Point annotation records
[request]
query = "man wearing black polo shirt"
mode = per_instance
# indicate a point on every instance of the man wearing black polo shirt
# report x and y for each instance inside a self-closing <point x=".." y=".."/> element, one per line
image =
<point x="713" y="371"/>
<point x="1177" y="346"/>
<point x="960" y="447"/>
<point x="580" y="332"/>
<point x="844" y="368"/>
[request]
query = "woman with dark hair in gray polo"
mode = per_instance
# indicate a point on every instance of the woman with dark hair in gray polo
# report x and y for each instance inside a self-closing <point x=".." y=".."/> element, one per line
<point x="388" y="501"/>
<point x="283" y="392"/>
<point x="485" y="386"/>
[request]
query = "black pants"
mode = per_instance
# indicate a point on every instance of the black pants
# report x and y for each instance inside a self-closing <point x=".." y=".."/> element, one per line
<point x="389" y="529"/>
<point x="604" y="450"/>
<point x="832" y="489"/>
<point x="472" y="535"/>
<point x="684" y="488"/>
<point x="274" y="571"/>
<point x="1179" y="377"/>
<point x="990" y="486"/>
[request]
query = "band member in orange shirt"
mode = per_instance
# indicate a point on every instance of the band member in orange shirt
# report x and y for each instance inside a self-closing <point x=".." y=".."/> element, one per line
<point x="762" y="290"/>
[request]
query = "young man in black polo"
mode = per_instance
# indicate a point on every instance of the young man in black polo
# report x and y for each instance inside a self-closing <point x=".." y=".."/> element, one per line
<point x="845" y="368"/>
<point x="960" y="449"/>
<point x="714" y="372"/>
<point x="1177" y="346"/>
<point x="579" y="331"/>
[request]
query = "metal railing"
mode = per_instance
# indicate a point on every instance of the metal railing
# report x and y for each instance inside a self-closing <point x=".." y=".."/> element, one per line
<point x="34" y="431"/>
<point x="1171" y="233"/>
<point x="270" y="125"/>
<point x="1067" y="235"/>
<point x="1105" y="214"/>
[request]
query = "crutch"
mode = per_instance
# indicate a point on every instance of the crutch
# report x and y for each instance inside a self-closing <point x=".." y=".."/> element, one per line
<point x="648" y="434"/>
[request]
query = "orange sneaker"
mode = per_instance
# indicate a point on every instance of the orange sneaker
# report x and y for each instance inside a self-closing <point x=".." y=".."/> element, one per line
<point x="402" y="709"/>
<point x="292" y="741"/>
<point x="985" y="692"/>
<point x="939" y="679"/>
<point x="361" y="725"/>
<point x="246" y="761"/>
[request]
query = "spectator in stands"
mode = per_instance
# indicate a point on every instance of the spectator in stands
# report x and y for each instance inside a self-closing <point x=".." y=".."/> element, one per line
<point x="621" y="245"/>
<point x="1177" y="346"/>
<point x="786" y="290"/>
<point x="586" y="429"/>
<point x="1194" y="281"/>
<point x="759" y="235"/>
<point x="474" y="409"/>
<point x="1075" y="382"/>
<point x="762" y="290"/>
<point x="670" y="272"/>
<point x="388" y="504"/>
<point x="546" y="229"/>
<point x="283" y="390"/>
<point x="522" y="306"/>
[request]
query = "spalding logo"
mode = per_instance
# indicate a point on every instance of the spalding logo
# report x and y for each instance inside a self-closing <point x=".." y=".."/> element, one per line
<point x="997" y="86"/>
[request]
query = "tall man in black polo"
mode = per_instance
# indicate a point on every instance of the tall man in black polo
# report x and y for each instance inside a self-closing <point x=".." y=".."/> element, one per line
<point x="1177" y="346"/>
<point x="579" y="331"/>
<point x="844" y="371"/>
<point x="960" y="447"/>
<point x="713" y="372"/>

Directive
Exact copies of all the records are required.

Solution below
[request]
query = "man wearing black polo shirt"
mode = per_instance
# indicate a point on every instance of the man wearing black polo shirt
# report x and y for each instance inside a self-closing <point x=".." y=".."/> element, one per line
image =
<point x="713" y="371"/>
<point x="1177" y="346"/>
<point x="960" y="447"/>
<point x="580" y="332"/>
<point x="844" y="368"/>
[request]
query = "woman with dark hair in gray polo"
mode = per_instance
# indicate a point on every instance of the woman with dark hair in gray polo
# report x and y for each instance inside a self-closing <point x=".." y=".."/> element, one per line
<point x="388" y="501"/>
<point x="283" y="392"/>
<point x="485" y="386"/>
[request]
query = "black pants"
mode = per_instance
# indicate a point on every instance of the black pants
# report x and y for each instance inside a self-closing <point x=".." y=".."/> element, one per line
<point x="389" y="529"/>
<point x="604" y="450"/>
<point x="832" y="489"/>
<point x="472" y="535"/>
<point x="684" y="488"/>
<point x="274" y="571"/>
<point x="1179" y="377"/>
<point x="990" y="486"/>
[request]
query = "band member in orange shirt"
mode = per_instance
# indicate a point on every instance of the band member in orange shirt
# report x and y for each instance inside a self-closing <point x=".." y=".."/> element, one per line
<point x="762" y="290"/>
[request]
query = "young man in black polo"
mode = per_instance
# indicate a point on every instance of the young man in black polo
# report x and y for each instance inside a self-closing <point x=".." y=".."/> element, one per line
<point x="845" y="368"/>
<point x="960" y="449"/>
<point x="714" y="372"/>
<point x="1177" y="346"/>
<point x="579" y="331"/>
[request]
query = "metal railing"
mode = per_instance
# indicate a point on every instance of the metal railing
# report x and y for each instance inside a self-closing <point x=".." y=".."/> element, one per line
<point x="34" y="431"/>
<point x="1171" y="233"/>
<point x="270" y="125"/>
<point x="1067" y="235"/>
<point x="1105" y="214"/>
[request]
query = "crutch"
mode = per_instance
# indicate a point on every instance of the crutch
# report x and y for each instance inside a self-closing <point x=".." y=".."/> element, one per line
<point x="648" y="434"/>
[request]
query = "orange sneaker"
mode = per_instance
# indicate a point on every instance of the orange sneaker
# report x and y for each instance inside a self-closing <point x=".." y=".."/> element, one per line
<point x="402" y="709"/>
<point x="292" y="741"/>
<point x="985" y="692"/>
<point x="939" y="679"/>
<point x="361" y="725"/>
<point x="246" y="761"/>
[request]
query = "spectator in stands"
mode = per_instance
# indicate a point on every instance of the spectator in stands
# report x and y for each instance inside a self-closing <point x=".." y=".."/> element, one per line
<point x="621" y="245"/>
<point x="1177" y="346"/>
<point x="786" y="290"/>
<point x="586" y="429"/>
<point x="1194" y="281"/>
<point x="759" y="235"/>
<point x="474" y="409"/>
<point x="1075" y="382"/>
<point x="762" y="290"/>
<point x="670" y="272"/>
<point x="388" y="504"/>
<point x="546" y="229"/>
<point x="283" y="390"/>
<point x="522" y="306"/>
[request]
query = "spalding logo"
mode = per_instance
# indicate a point on every instance of the spalding logo
# report x and y for each instance inside a self-closing <point x=".." y=".."/> element, one per line
<point x="997" y="86"/>
[request]
query = "tall man in black polo"
mode = per_instance
# indicate a point on every instance of the tall man in black polo
# report x and y for each instance inside a self-closing <point x=".." y=".."/> element, one per line
<point x="1177" y="346"/>
<point x="579" y="331"/>
<point x="844" y="371"/>
<point x="960" y="447"/>
<point x="713" y="372"/>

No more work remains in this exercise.